* [Written instruction] Render each line of the listing below as one string in a JSON list, omitting blank lines and the pictures.
----
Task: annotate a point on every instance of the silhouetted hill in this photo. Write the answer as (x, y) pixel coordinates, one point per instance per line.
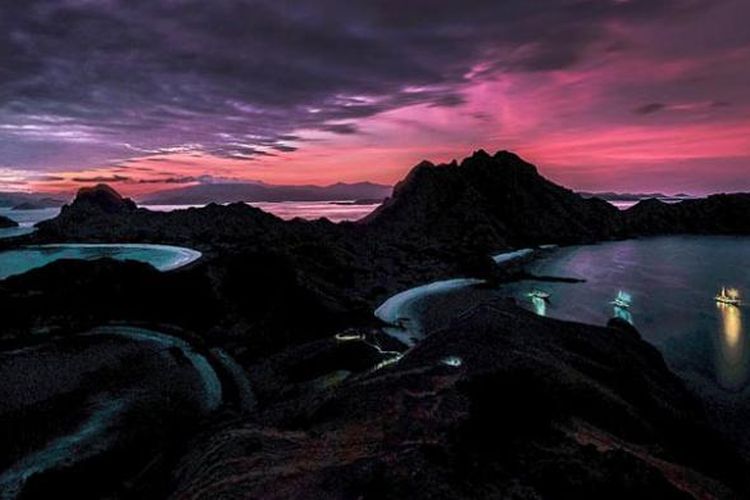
(6, 222)
(492, 201)
(535, 408)
(248, 192)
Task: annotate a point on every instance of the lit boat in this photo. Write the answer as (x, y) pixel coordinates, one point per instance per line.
(623, 300)
(729, 296)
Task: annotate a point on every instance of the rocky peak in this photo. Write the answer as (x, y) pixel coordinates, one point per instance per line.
(102, 198)
(6, 222)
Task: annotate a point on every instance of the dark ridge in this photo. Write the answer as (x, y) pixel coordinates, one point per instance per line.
(6, 222)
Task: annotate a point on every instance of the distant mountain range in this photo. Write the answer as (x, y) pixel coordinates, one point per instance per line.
(248, 192)
(612, 196)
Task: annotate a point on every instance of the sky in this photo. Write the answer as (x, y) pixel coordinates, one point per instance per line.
(603, 95)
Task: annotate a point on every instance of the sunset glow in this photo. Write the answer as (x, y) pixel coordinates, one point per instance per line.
(632, 96)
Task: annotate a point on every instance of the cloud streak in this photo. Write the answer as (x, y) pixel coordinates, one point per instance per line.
(254, 83)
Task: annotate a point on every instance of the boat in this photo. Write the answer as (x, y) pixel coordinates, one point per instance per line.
(623, 300)
(729, 296)
(538, 294)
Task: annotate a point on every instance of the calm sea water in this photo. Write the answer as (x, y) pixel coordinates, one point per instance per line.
(672, 282)
(162, 257)
(335, 211)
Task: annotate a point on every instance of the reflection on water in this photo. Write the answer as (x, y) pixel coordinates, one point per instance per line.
(540, 306)
(623, 313)
(732, 364)
(667, 288)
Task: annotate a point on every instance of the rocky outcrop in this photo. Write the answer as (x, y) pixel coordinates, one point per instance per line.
(494, 202)
(6, 222)
(527, 408)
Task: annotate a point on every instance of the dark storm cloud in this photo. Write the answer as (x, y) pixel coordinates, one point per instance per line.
(233, 78)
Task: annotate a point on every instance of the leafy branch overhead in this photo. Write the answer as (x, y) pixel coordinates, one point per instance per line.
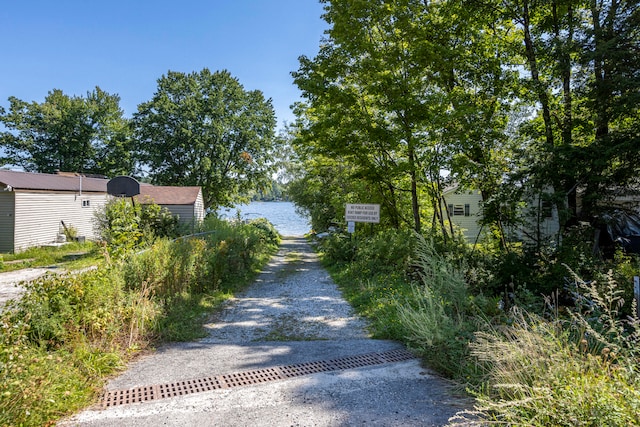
(205, 129)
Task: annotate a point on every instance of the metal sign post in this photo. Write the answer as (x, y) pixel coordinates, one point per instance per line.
(362, 212)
----
* [Complete response]
[
  "Task: annotate a point on every instance of the silhouetted hill in this photo. Write the answer as (x, y) pixel coordinates, one point per instance per line.",
  "(6, 222)",
  "(492, 201)",
  "(535, 408)",
  "(248, 192)",
  "Task: annotate a point on every instance of the lit boat in this photo. Write the answer as (x, y) pixel coordinates, one point per instance per line.",
  "(623, 300)",
  "(729, 296)",
  "Task: annotate a point on every instance of the rocky peak in this photo. Write the answer as (x, y) pixel coordinates, one point per instance per line.",
  "(102, 198)",
  "(6, 222)",
  "Task: annotate a point on every instance of the dark ridge in this photo. Write the answer as (x, y) pixel coordinates, one point per instance per line.",
  "(6, 222)",
  "Task: annotate a point on every instance of the distant mountain range in this photo. Write the answer as (x, y) pixel coordinates, one point per instance per line.",
  "(248, 192)",
  "(612, 196)",
  "Task: annotate a point on every instance of the sky in this photo. Write the answer as (x, y) pixel coordinates, one point per instance per line.",
  "(603, 95)",
  "Task: annotate a point on every instance of the sunset glow in this photo. Write the answer as (x, y) pixel coordinates, one point per instance per line.",
  "(632, 96)",
  "Task: annotate a point on every instance of the cloud streak in this photo. Write the answer as (x, y) pixel coordinates, one point per instance per line.",
  "(254, 83)",
  "Task: annotate a point on every instance of the boat in this photo. Write the answer as (x, y) pixel coordinates, one point per instance per line.",
  "(623, 300)",
  "(729, 296)",
  "(538, 294)",
  "Task: annotate a point on every instance of the calm sea water in this photo. Write the answer as (x, y) pixel coordinates, one point per instance per line.",
  "(672, 282)",
  "(162, 257)",
  "(335, 211)",
  "Task: annotate a point on every instance of the reflection on water in this photo. Write the answer as (x, y) pixel coordinates, one point per instance per line.",
  "(540, 306)",
  "(623, 313)",
  "(732, 364)",
  "(667, 288)",
  "Task: annotate a point on every instance of the rocky outcrop in this photo. Write the answer as (x, y) pixel coordinates, one point per instance per line.",
  "(494, 202)",
  "(6, 222)",
  "(527, 408)",
  "Task: annotate a point on every instance of the dark storm cloud in this photo. Write the answer as (x, y) pixel coordinates, one point per instance per line.",
  "(233, 78)",
  "Task: annotate a point on every instance of the leafy branch overhead in this photo. Write the answer as (x, y) pixel coordinates, one point per instance per line.",
  "(205, 129)",
  "Task: annotate a point on every instance of the metal sign post in this photo. Write the answer as (x, y) pixel coordinates, one point per instance per line.",
  "(362, 212)"
]